── Document section ──
The future of dating is here, and it's awkward. Three Day Rule, a 15-year-old matchmaking service that launched its AI-powered app in 2025, promised to solve swipe fatigue with personalized matchmaking trained by 60 human experts. Instead, reviewer Molly Higgins discovered something unsettling - her matches all opened with identical AI-generated lines, turning real conversations into scripted exchanges where humans became mere facilitators for bot-to-bot romance. The dystopian twist on modern dating raises fresh questions about whether AI can actually improve human connection or just automate it into oblivion.
Three Day Rule just turned matchmaking into a bot-versus-bot conversation, and humans are just along for the ride. The dating app, which launched in 2025 after operating as a traditional matchmaking service for 15 years, bills itself as the antidote to swipe culture - using AI trained by 60 professional matchmakers to deliver deeply personalized matches. But according to a hands-on review by Molly Higgins for Wired, the reality is far more dystopian.
───
*Stated task A*
According to the Three Day Rule article, how many professional matchmakers trained the app's AI?
*Stated task B*
Copy the passage of the Three Day Rule article that opens with the words containing "The future of" and closes with "it into oblivion.".
The listing that follows has no connection to the Three Day Rule article.
── Raw records ──
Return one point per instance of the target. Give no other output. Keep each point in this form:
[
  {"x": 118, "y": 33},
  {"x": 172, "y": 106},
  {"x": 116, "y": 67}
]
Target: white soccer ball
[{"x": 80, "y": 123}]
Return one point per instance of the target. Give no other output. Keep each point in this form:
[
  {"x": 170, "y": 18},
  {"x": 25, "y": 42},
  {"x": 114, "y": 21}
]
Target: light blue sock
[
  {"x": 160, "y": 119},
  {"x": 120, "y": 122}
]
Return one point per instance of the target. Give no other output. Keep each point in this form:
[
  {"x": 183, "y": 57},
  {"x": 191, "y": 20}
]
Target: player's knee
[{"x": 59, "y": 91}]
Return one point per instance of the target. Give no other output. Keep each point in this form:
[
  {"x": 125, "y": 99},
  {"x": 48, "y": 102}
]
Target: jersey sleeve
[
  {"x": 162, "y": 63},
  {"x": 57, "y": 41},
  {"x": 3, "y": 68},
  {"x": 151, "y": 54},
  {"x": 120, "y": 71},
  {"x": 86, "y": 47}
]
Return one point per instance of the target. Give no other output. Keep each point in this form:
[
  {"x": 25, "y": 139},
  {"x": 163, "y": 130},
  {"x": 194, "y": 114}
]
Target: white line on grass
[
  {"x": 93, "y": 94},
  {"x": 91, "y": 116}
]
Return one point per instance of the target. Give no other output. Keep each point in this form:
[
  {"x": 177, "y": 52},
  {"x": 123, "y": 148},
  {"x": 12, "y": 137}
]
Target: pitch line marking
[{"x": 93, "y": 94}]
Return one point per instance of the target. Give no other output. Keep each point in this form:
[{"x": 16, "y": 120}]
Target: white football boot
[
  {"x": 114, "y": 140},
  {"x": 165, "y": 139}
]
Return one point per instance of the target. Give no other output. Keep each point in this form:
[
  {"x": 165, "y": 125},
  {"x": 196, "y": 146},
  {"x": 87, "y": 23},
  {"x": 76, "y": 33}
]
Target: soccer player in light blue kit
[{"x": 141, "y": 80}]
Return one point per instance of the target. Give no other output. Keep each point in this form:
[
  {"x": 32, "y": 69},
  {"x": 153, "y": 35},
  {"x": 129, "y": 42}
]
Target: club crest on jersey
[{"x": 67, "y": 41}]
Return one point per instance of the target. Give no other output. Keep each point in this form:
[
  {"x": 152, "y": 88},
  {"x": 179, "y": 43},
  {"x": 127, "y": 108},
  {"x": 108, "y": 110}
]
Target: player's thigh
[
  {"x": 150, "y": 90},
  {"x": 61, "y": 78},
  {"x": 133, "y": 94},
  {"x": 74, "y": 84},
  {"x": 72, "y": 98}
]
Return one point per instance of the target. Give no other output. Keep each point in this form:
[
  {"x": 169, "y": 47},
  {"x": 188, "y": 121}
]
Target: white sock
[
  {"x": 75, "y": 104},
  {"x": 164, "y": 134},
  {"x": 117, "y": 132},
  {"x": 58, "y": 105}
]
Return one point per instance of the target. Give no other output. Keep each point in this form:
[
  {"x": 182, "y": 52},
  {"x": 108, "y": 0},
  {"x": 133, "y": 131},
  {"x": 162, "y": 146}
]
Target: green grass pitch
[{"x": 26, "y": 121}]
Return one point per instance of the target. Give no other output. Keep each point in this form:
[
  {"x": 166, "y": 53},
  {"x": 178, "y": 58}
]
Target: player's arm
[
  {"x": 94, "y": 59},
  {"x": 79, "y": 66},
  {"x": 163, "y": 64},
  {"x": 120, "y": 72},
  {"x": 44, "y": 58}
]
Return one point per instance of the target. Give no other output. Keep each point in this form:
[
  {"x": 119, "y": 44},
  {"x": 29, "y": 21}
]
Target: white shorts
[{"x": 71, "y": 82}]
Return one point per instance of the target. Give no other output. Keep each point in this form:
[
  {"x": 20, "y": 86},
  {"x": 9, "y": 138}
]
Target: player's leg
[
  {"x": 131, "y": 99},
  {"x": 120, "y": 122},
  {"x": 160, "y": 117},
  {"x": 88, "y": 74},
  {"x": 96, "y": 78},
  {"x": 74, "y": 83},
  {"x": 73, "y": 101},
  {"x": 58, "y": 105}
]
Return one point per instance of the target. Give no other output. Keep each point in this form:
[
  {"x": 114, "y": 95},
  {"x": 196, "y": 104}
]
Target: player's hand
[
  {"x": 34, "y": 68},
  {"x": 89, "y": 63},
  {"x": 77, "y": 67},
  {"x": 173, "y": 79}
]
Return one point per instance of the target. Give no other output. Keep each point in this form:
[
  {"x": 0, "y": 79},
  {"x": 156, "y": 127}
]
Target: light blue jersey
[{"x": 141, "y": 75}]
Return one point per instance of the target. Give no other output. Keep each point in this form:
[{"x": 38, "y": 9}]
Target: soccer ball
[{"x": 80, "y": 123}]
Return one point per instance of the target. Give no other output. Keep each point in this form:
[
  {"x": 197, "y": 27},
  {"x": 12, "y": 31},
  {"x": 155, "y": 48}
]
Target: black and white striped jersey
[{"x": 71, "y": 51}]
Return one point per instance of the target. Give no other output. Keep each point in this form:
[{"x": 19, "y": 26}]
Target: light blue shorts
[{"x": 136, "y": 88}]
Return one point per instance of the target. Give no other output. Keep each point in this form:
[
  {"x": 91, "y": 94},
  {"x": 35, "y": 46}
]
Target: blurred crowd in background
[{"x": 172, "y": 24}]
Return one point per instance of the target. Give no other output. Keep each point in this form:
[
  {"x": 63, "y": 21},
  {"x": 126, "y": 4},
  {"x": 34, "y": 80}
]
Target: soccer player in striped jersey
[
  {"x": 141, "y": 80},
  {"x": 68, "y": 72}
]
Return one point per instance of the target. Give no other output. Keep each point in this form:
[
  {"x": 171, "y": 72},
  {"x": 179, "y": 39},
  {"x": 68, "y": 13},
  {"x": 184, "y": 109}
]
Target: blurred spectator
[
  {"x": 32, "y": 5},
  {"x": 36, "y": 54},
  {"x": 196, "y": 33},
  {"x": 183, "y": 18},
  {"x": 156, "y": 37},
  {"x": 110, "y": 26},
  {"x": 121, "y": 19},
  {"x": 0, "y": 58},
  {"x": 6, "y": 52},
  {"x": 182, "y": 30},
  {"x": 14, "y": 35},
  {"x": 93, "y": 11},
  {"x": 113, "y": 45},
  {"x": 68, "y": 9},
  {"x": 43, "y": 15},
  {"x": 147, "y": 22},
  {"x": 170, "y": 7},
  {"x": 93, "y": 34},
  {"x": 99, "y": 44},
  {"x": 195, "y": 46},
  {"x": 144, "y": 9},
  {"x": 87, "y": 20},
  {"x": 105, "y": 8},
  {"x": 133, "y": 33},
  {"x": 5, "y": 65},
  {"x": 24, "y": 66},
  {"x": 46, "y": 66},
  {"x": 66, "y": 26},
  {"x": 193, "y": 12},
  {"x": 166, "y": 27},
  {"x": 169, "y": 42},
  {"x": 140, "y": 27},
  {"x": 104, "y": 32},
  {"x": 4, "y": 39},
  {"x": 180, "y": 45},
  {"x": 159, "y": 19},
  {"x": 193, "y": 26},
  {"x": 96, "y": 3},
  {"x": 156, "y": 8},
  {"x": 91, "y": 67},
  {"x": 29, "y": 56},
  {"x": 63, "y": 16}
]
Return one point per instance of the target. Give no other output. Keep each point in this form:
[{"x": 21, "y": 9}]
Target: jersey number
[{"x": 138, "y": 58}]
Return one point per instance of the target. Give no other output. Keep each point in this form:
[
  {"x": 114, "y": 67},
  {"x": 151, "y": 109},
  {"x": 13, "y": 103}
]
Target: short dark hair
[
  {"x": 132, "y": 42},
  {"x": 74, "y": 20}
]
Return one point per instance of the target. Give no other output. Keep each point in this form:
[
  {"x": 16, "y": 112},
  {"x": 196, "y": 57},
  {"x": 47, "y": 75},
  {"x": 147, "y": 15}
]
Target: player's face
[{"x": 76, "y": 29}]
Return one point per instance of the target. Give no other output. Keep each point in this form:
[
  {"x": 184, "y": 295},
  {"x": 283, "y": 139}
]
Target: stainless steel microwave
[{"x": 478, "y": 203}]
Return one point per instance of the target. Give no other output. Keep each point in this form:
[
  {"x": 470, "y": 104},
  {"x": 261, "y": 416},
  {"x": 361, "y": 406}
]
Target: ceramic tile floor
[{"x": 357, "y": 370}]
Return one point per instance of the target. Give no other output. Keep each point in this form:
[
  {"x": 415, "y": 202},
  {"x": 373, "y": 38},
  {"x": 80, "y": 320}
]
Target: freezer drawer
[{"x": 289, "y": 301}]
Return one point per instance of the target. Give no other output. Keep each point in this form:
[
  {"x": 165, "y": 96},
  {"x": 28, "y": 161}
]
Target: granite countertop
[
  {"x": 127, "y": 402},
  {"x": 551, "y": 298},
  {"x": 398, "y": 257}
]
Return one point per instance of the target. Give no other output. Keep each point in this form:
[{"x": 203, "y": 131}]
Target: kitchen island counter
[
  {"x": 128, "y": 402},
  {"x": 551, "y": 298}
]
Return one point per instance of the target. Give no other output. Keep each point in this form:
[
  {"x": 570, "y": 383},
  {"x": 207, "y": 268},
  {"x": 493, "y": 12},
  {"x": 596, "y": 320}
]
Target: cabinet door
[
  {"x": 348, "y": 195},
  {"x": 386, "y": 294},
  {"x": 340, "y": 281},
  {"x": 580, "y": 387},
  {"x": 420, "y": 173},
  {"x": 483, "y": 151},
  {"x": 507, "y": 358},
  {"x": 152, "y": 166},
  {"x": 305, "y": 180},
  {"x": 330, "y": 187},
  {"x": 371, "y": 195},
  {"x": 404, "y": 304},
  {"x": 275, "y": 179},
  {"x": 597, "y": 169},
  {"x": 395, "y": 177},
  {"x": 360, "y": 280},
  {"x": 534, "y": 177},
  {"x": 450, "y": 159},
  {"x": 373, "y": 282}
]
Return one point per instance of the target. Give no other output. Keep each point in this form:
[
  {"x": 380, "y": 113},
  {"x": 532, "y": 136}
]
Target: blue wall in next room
───
*Written solution A*
60

*Written solution B*
The future of dating is here, and it's awkward. Three Day Rule, a 15-year-old matchmaking service that launched its AI-powered app in 2025, promised to solve swipe fatigue with personalized matchmaking trained by 60 human experts. Instead, reviewer Molly Higgins discovered something unsettling - her matches all opened with identical AI-generated lines, turning real conversations into scripted exchanges where humans became mere facilitators for bot-to-bot romance. The dystopian twist on modern dating raises fresh questions about whether AI can actually improve human connection or just automate it into oblivion.